→ **ABOUT THIS TASK**
Going line by line through the entries, count those containing "lamp" and state only the result.

→ **DATA IN THIS EXERCISE**
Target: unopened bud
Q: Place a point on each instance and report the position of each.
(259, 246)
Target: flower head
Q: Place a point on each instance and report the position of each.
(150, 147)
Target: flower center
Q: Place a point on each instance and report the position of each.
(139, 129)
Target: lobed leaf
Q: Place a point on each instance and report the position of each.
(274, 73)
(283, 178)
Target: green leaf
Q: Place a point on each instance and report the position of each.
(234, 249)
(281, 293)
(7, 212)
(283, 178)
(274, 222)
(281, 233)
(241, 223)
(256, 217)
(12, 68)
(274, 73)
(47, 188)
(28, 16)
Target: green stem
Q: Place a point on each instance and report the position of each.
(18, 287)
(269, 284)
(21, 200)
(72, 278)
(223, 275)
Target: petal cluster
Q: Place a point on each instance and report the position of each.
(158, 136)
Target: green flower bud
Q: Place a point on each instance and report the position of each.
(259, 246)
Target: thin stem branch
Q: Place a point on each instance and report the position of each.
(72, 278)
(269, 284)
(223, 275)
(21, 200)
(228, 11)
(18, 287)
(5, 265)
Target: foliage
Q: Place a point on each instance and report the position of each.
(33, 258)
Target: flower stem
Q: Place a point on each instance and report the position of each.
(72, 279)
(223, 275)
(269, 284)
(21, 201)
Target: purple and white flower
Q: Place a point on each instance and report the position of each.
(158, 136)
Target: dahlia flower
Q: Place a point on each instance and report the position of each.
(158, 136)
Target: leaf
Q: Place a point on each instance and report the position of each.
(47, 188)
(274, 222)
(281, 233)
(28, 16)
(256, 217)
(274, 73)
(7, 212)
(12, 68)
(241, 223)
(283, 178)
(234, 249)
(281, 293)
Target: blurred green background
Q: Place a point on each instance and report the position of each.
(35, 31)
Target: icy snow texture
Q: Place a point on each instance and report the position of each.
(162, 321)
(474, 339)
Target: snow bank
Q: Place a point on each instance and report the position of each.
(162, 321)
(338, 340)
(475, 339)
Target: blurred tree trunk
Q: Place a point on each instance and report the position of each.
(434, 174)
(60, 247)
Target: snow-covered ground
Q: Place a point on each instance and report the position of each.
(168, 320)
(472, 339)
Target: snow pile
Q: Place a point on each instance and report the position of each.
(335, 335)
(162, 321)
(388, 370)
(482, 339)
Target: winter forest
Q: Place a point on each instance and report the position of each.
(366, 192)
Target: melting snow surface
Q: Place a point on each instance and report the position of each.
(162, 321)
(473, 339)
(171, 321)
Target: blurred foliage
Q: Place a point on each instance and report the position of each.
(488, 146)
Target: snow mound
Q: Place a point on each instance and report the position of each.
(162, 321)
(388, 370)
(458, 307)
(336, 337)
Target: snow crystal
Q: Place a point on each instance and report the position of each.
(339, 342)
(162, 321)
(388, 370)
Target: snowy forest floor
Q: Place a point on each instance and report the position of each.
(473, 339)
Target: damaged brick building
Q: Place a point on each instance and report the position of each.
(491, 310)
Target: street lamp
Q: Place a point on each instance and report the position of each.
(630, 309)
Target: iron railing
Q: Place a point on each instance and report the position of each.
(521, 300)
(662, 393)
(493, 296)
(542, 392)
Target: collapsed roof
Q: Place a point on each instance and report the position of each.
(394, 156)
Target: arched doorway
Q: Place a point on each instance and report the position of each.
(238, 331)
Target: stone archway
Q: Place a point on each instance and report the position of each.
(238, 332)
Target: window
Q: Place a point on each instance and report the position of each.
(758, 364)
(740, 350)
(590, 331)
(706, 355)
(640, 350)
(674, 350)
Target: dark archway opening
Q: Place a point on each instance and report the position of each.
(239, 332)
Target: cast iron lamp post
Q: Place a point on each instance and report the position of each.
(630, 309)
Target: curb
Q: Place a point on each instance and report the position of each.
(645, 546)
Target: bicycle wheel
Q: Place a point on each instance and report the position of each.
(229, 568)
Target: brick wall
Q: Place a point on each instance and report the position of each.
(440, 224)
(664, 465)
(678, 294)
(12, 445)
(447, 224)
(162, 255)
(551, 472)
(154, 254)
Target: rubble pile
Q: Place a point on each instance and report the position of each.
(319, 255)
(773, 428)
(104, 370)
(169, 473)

→ **EXERCISE RESPONSE**
2